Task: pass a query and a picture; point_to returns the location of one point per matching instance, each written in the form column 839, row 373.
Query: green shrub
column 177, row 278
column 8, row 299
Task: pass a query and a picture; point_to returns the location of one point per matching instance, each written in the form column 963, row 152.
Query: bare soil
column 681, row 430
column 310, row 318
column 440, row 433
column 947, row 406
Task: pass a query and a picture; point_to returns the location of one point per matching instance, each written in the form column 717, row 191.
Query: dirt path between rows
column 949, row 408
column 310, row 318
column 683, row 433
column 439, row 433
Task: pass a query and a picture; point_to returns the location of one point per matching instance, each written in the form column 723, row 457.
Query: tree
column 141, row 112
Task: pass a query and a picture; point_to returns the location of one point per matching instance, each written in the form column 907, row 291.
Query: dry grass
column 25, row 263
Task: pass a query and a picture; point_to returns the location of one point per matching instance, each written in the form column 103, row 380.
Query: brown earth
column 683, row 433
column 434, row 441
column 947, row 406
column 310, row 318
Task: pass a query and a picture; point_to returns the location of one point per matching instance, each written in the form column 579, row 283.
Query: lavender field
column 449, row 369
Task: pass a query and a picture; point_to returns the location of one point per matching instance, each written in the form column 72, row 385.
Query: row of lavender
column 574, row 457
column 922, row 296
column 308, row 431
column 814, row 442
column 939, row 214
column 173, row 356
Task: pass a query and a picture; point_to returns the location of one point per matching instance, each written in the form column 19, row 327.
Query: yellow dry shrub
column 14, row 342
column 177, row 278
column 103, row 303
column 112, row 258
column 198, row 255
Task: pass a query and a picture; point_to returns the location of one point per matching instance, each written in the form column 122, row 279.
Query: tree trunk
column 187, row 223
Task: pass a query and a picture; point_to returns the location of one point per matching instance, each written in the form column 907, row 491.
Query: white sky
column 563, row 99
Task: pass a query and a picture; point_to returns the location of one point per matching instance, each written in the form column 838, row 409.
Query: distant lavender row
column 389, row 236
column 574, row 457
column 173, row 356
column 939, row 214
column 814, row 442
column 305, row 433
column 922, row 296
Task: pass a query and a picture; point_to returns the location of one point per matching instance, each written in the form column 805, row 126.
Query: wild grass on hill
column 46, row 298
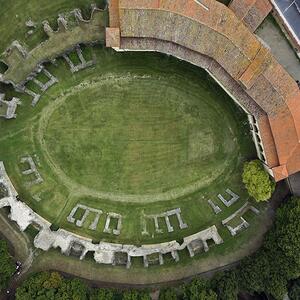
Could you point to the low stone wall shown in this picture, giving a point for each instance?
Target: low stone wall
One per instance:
(23, 64)
(104, 253)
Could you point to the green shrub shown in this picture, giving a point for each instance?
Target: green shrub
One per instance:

···

WHAT NEEDS TO BE DONE >> The answer must be every line of the listing that holds the word "wall".

TASK RESPONSE >>
Could you point to the low stone wall shown in this picture, giving a point for each instance?
Target: low stone wall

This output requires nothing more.